* Begin EXTRACTED TEXT *

VMD is an adaptive, completely non-recursive modal variational and signal processing method. VMD can decompose the signal into k IMFs. Each IMF represents the components of different frequencies and amplitudes, which can better adapt to the characteristics and changes of time series signals. Compared with other traditional decomposition methods, such as WD and EMD, VMD can accurately capture the local characteristics and non-stationarity of signals. In addition, the low coupling of VMD makes it better able to deal with complex time series signals, avoiding the problem of modal aliasing or information loss that may occur in traditional decomposition methods. Therefore, VMD is very suitable for decomposing time-series signals. However, VMD must artificially set the number of modal components k and the penalty factor α [52]. Setting a k value that is too small will make the time series under-decomposed, and a k value that is too large will produce irrelevant modal components. The smaller the α, the greater the noise contained in the decomposed components. The arbitrary setting of these two parameters will affect the effectiveness of VMD decomposition, so selecting the best parameters through an optimization algorithm is necessary.

2.3 Improved AOA Optimized VMD

2.3.1 AOA Algorithm

Abualigah et al. [44] proposed the AOA. They evaluated the AOA’s performance, convergence behavior, and computational complexity through different scenarios. Their experimental results showed that the AOA has surprising advantages in solving challenging optimization problems compared to 11 well-known optimization algorithms. Therefore, the AOA is used to select the parameters of VMD in this paper adaptively. The AOA uses a simple arithmetic operator to calculate the best component in the candidate scheme group, and it generates random numbers through Eq. (2) to initialize the population.

$$X = \left[ {\begin{array}{*{20}c} {x_{1,1} } & \cdots & {x_{1,j} } & \cdots & {x_{1,d} } \\ {x_{2,1} } & \cdots & {x_{2,j} } & \cdots & {x_{2,d} } \\ \vdots & \vdots & \vdots & \vdots & \vdots \\ {x_{N,1} } & \cdots & {x_{N,j} } & \cdots & {x_{N,d} } \\ \end{array} } \right],$$
(2)

where N and d denote the number and dimension of solutions, respectively. xi,j is the position of the ith solution in the j-dimensional space. Before the AOA starts optimization, the specific function values of the math optimizer accelerated (MOA) are calculated by Eq. (3) to control the switching between exploration and development of the algorithm.

$$\text{MOA}(t) = \text{Min} + t \times \left(\frac{\text{Max} - \text{Min}}{{t_{\text{max}} }}\right),$$
(3)

* End EXTRACTED TEXT *
* Begin PROVIDED DATA *

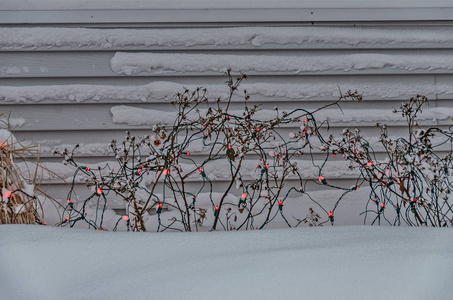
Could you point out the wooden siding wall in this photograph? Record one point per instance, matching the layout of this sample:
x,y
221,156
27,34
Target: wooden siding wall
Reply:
x,y
54,121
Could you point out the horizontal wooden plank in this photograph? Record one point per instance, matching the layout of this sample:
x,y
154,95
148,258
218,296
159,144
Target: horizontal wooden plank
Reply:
x,y
222,39
219,16
296,63
215,4
271,89
110,116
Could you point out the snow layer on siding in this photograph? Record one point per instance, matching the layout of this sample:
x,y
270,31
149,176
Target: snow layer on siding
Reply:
x,y
32,37
138,116
165,90
134,63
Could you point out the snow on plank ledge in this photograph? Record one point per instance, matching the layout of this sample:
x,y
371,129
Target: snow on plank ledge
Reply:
x,y
213,38
162,91
158,63
135,116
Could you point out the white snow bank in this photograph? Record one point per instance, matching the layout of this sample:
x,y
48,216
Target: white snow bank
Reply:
x,y
139,116
135,63
214,4
165,90
305,263
252,37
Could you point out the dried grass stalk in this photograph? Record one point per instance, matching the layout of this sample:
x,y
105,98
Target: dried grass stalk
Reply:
x,y
16,206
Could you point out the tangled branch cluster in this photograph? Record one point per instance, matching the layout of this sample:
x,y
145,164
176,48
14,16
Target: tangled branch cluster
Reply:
x,y
160,178
411,184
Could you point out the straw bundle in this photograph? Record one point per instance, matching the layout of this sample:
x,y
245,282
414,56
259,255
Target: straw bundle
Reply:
x,y
17,197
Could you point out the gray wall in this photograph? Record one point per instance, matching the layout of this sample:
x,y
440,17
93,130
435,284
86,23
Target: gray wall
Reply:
x,y
57,81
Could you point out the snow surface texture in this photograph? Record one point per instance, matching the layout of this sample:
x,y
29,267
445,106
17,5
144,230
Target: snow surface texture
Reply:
x,y
214,4
138,116
250,37
306,263
159,91
135,63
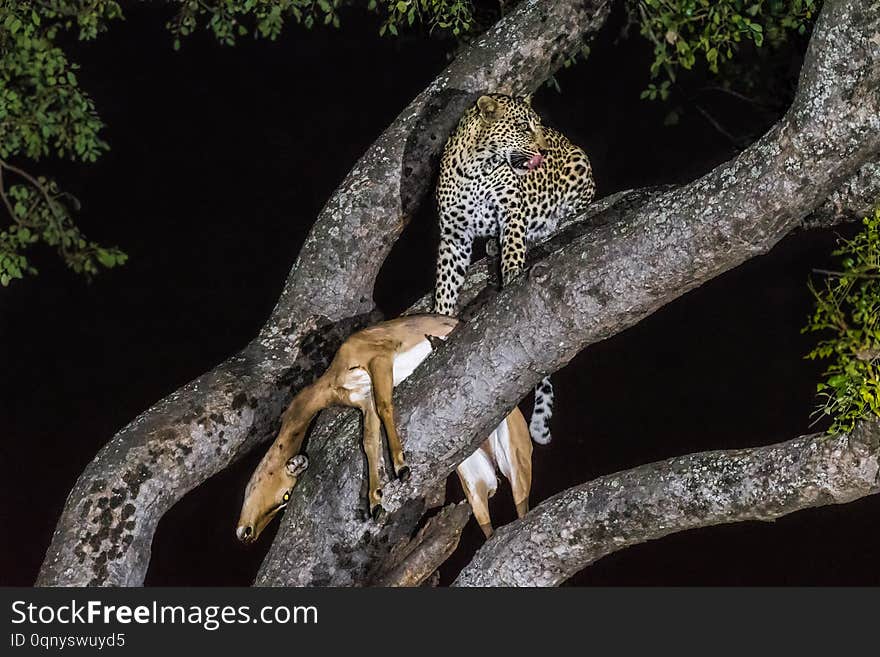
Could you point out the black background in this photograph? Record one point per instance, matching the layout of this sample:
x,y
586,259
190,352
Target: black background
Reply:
x,y
221,159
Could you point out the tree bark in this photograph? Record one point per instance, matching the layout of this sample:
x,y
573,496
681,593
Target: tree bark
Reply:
x,y
568,532
590,283
104,534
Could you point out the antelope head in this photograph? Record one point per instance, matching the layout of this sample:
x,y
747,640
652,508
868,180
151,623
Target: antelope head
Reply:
x,y
268,491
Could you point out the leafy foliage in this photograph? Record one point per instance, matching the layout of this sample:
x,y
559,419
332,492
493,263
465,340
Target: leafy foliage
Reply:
x,y
44,112
687,31
848,311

* End PROVIDED DATA *

Reproduce the passage of the VMD and AOA text from "2.3.1 AOA Algorithm" to "initialize the population." without any changes. The data comes from a different source than the text on VMD and the AOA.

2.3.1 AOA Algorithm

Abualigah et al. [44] proposed the AOA. They evaluated the AOA’s performance, convergence behavior, and computational complexity through different scenarios. Their experimental results showed that the AOA has surprising advantages in solving challenging optimization problems compared to 11 well-known optimization algorithms. Therefore, the AOA is used to select the parameters of VMD in this paper adaptively. The AOA uses a simple arithmetic operator to calculate the best component in the candidate scheme group, and it generates random numbers through Eq. (2) to initialize the population.